◆ Written exercise
Edit the listing by replacing "tight boxes" with "close-fitting boxes" and leave every other word unchanged.
---
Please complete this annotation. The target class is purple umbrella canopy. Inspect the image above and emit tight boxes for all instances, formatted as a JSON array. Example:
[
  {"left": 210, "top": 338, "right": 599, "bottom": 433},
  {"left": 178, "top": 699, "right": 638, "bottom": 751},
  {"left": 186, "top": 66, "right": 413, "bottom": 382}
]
---
◆ Worked solution
Please complete this annotation. The target class is purple umbrella canopy. Inspect the image above and emit close-fitting boxes for all instances, formatted as a JSON array. Example:
[
  {"left": 210, "top": 338, "right": 599, "bottom": 433},
  {"left": 178, "top": 699, "right": 638, "bottom": 751},
  {"left": 186, "top": 66, "right": 413, "bottom": 382}
]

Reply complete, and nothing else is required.